Stored records
Start of Block

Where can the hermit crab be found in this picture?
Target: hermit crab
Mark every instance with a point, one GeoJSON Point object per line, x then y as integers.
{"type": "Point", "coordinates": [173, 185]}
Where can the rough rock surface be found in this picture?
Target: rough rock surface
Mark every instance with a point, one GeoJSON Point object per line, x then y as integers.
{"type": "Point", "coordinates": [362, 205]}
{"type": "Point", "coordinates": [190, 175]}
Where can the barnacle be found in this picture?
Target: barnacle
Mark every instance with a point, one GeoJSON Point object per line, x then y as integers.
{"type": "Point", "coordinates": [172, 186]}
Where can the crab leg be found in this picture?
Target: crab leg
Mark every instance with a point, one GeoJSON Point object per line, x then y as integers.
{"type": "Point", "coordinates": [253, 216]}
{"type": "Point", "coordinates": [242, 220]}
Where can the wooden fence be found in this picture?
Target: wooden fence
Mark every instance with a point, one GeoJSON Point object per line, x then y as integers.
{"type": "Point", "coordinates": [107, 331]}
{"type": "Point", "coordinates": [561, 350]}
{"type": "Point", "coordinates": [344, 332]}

End of Block

*Assignment*: Identify every line above that includes the word "hermit", and show those lines.

*Answer section*:
Where can the hermit crab be found in this picture?
Target: hermit crab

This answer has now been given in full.